---------- Data provided ----------

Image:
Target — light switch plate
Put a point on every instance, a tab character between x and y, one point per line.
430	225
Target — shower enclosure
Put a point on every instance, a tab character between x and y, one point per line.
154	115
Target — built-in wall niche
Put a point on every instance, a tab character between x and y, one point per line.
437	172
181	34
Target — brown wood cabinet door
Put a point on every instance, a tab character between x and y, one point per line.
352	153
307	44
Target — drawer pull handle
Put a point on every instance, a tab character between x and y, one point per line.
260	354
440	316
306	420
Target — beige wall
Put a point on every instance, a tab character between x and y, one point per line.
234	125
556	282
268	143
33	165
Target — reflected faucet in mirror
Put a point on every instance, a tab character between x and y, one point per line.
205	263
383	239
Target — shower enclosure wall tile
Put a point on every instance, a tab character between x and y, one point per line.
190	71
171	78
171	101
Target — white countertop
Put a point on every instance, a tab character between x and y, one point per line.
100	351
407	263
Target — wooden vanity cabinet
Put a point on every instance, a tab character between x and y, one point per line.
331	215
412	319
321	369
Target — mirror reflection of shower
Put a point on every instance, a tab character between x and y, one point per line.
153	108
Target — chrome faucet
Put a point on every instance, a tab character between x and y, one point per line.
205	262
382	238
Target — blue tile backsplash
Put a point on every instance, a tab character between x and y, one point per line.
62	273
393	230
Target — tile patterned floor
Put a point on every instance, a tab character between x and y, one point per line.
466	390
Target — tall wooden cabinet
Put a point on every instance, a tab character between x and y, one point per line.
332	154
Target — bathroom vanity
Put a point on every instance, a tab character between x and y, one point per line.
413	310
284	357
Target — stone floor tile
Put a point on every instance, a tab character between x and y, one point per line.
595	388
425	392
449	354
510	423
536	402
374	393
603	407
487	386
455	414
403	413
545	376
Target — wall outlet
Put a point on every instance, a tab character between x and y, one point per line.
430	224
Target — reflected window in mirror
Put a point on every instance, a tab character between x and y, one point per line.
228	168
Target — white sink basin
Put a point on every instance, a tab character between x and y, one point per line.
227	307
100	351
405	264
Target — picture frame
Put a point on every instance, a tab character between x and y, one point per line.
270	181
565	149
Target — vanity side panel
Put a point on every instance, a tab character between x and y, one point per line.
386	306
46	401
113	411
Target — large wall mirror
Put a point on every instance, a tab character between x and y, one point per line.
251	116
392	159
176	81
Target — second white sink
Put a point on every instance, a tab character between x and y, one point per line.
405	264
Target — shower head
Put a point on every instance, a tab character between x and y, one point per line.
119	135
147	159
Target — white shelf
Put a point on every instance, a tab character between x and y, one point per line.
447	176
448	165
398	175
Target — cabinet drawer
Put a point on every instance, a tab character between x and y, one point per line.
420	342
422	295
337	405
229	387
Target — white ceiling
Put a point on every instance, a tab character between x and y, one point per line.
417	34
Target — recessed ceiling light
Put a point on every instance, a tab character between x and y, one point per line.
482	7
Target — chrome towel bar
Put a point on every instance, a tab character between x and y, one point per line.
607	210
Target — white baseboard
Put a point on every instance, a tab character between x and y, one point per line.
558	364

----------

=== Stated problem ===
Rewrite the listing above with every "Target" changed to "Object" and nothing else altered.

=== Exercise result ===
Image:
Object — light switch plate
Put a point on every instance, a tab character between x and y, one point per line.
430	225
Object — shower enclosure
Put a point on every instance, a tab character between x and y, one point per line.
154	115
Object — built-in wall niche
Put a point on every instance, a tab character between x and y, one point per line.
437	172
181	34
Object — brown wood cabinet door
Put a point on every instance, a tab character between x and y, one point per line.
352	153
307	44
Object — drawer pull handle
Put a point on every instance, a tab character between x and y, one point per line.
260	354
440	316
306	420
Object — beige wall
Put a point on every instance, a tab character between x and y, one point per line.
234	125
556	282
268	143
33	165
Object — reflected faucet in mirror
Put a point on every instance, a tab character between x and y, one point per line.
205	263
383	239
Object — shower enclosure wall tile
Put a point on every instance, a tab character between x and y, one point per line.
190	71
171	78
171	101
Object — white countertop
Put a point on every instance, a tab character between x and y, one point per line.
100	351
407	263
Object — wooden vanity cabinet
Put a point on every instance, a tab character between x and y, one point per line.
331	215
412	319
321	369
Object — mirror reflection of shower
Put a point on every instance, a tab character between x and y, one point per line.
153	108
Object — chrome faucet
Put a point on every instance, a tab character between x and y, one point per line.
205	262
382	238
Object — blue tile backsplash
Put a point on every instance, a tab character between x and y, one point per line.
62	273
393	230
Object — tile patterned floor
Put a point on every instance, a tab character between x and y, one point per line.
466	390
Object — tall wooden cabinet
Put a point on every instance, a tab character between x and y, one point per line.
332	154
Object — bathroom vanity
Put a point on every instance, a tab character between x and y, one point per line.
413	310
284	357
Object — stone floor tile
Put a point on every instance, a tab character between x and y, one point per line.
595	388
425	392
449	354
510	423
536	402
374	393
603	407
487	386
455	414
403	413
545	376
Object — wall outlet
Put a point on every instance, a tab character between x and y, one point per line.
430	224
Object — reflected window in mirror
Put a point on every instance, a tab character between x and y, one point per line.
228	168
Object — white sink basin
Put a point on every instance, a tab character between x and y, one point per line.
227	307
100	351
405	264
Object — picture frame
Put a point on every instance, a tab character between x and y, one point per line.
270	181
565	149
Object — vanity side panel
Put a point on every instance, a tab character between x and y, one point per line.
386	306
46	401
113	411
Object — large wall mirror
Put a point on every instance, a tab character between x and y, one point per line.
251	116
392	159
176	81
Object — second white sink
Put a point on every instance, a tab character between x and y, one point per line.
405	264
Object — shower head
Put a point on every instance, a tab character between x and y, one point per line.
119	135
147	159
Object — white shelf
Put a point on every instance, a tab character between x and y, one point per line.
447	176
448	165
398	175
Object — cabinet drawer
Put a point on every instance, a tab character between x and y, one point per line.
420	342
422	295
337	405
229	387
Object — white ceiling
Put a point on every instance, a tab character between x and y, one point per line.
417	34
Object — recessed ceiling light
Put a point on every instance, a tab character between x and y, one point per line.
482	7
Object — chrome towel bar
Put a point on every instance, a tab character between x and y, one point per line.
607	210
Object — white baseboard
Put a point on every instance, a tab character between x and y, one point per line.
558	364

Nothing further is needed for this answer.